• TASK BRIEF: Count the lines in the entries below that contain the word "white", and report only that number.

• SUPPLIED DATA:
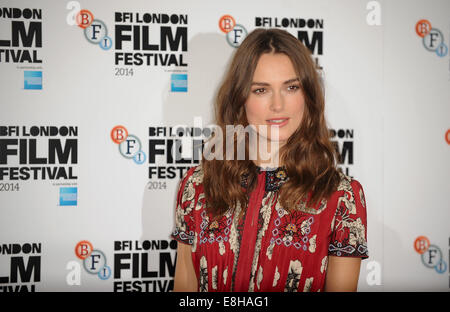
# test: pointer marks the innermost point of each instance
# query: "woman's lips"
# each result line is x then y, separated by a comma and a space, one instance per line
279, 122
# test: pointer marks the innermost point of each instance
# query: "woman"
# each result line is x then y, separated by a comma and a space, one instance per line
291, 223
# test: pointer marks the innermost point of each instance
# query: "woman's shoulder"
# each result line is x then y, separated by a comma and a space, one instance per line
350, 192
348, 184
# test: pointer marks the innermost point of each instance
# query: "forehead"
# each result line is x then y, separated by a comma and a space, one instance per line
274, 67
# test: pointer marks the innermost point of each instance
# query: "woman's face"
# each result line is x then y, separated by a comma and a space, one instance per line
276, 98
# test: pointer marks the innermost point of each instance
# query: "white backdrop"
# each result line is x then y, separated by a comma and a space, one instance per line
386, 89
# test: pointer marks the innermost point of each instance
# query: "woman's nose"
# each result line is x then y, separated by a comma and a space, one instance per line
277, 102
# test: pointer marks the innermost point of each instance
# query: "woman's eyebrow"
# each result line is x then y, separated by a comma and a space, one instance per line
258, 83
296, 79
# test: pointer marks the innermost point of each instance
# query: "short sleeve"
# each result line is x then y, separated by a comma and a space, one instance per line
349, 226
184, 210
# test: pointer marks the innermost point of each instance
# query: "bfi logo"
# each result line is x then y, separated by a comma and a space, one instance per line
431, 255
235, 33
130, 147
94, 262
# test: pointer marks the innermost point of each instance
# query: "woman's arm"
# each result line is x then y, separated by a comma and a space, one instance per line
342, 273
185, 278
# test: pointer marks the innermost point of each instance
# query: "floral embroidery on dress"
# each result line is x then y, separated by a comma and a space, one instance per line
292, 230
294, 275
216, 230
349, 231
287, 250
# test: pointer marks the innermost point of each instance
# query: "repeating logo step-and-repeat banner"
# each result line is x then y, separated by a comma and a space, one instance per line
105, 105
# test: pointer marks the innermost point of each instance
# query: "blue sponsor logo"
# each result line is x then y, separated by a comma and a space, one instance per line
32, 80
178, 83
68, 196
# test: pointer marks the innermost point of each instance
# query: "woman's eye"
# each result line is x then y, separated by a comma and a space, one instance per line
259, 90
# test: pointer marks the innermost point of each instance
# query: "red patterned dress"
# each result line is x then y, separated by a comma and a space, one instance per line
269, 249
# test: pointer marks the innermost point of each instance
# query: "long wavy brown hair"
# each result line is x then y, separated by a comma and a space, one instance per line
308, 156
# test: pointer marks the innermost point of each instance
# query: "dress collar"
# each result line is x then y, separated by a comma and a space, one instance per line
275, 177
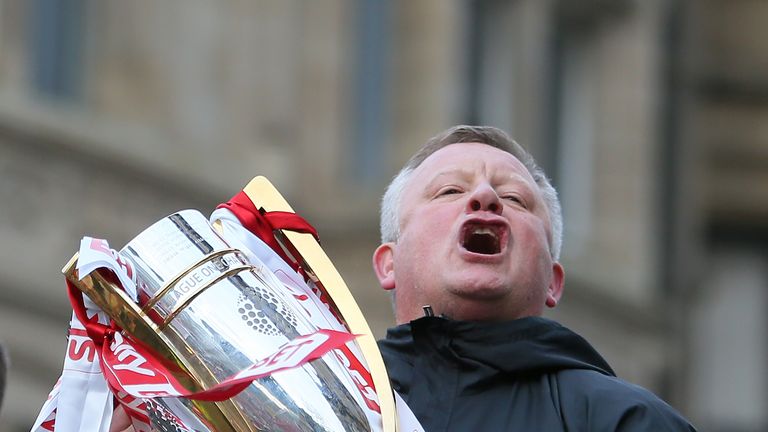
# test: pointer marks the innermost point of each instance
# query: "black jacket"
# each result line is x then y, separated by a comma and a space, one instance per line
530, 374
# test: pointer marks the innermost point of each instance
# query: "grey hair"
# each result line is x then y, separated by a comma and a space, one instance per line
390, 202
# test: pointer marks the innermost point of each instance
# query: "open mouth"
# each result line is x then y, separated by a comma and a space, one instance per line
484, 239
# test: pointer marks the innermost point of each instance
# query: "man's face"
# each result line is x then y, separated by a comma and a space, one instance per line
473, 242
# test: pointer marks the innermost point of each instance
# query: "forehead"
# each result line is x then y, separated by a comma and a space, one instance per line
467, 159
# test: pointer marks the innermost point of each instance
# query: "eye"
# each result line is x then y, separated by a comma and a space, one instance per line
515, 199
449, 190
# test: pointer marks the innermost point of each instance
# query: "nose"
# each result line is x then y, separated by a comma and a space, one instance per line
484, 198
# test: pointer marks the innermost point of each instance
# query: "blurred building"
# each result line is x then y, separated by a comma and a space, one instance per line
651, 116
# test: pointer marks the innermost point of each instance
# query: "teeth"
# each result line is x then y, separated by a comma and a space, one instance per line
482, 239
484, 231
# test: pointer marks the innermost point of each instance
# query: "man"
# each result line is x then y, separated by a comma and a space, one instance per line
471, 233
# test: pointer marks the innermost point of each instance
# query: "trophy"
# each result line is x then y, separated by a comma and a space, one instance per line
207, 307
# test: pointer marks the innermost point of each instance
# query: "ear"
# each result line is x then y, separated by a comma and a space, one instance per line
555, 289
383, 265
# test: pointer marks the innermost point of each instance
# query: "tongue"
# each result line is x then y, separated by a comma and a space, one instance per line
481, 243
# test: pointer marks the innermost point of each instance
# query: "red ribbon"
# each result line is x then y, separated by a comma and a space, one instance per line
263, 224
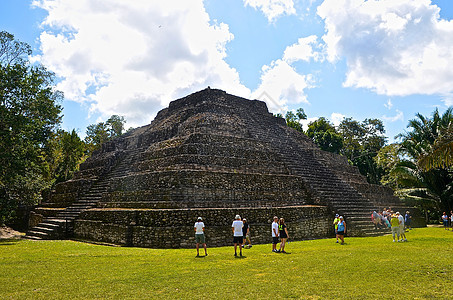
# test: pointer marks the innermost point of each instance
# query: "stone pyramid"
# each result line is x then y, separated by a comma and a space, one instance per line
213, 155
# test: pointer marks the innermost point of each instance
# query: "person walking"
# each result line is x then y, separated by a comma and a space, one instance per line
283, 233
275, 234
402, 229
341, 230
237, 234
395, 227
445, 220
199, 235
335, 223
246, 234
408, 220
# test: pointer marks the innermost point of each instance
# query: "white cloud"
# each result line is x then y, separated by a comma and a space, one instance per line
393, 47
336, 118
132, 57
273, 9
398, 117
282, 85
302, 50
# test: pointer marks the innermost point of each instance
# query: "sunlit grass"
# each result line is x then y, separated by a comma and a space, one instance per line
368, 268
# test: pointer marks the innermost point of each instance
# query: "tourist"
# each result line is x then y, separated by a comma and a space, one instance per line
237, 234
283, 233
408, 220
445, 220
341, 230
335, 223
275, 234
199, 235
402, 229
395, 227
246, 234
451, 220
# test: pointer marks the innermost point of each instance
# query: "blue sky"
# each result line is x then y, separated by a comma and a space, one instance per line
387, 59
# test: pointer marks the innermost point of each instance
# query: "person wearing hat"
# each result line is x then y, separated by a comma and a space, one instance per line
341, 229
199, 235
237, 234
395, 227
402, 229
335, 223
246, 234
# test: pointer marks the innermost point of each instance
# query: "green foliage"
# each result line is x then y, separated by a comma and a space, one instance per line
432, 187
315, 269
29, 115
99, 133
69, 153
293, 119
324, 134
361, 143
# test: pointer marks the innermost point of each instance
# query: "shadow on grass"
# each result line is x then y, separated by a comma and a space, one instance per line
6, 242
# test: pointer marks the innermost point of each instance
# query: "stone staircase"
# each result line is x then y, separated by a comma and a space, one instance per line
325, 186
62, 225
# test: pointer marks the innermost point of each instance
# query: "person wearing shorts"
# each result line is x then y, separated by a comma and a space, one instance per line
341, 229
238, 237
275, 234
199, 235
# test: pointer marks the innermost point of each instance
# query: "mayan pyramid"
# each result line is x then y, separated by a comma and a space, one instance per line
214, 155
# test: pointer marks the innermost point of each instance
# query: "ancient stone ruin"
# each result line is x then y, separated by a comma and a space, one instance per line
213, 155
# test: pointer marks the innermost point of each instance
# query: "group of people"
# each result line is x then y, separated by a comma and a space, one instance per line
383, 219
445, 220
241, 235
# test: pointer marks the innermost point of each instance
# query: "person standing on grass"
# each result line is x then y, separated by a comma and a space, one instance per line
199, 235
402, 229
341, 230
445, 220
283, 233
237, 234
407, 220
335, 223
451, 220
275, 233
246, 233
395, 227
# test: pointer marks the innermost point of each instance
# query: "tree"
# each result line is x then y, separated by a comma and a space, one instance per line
69, 153
361, 143
324, 134
99, 133
30, 113
293, 120
416, 145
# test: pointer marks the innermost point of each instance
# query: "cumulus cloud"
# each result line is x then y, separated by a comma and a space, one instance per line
281, 84
272, 9
398, 117
132, 57
393, 47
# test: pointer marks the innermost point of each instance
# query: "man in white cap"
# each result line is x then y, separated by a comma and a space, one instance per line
238, 237
199, 235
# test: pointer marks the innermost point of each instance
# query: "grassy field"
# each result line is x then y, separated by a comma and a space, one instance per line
363, 268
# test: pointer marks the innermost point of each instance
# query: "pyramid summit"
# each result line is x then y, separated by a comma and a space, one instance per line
214, 155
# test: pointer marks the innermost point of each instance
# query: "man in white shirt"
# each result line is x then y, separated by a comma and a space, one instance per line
199, 235
275, 234
237, 234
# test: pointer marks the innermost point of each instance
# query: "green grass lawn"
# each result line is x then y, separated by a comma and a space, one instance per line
363, 268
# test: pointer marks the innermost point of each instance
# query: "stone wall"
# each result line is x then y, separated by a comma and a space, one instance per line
174, 228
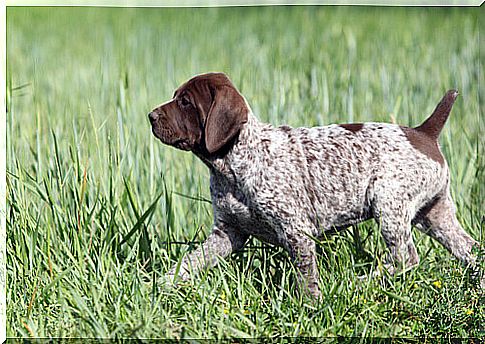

• TASK SOLUTION: 4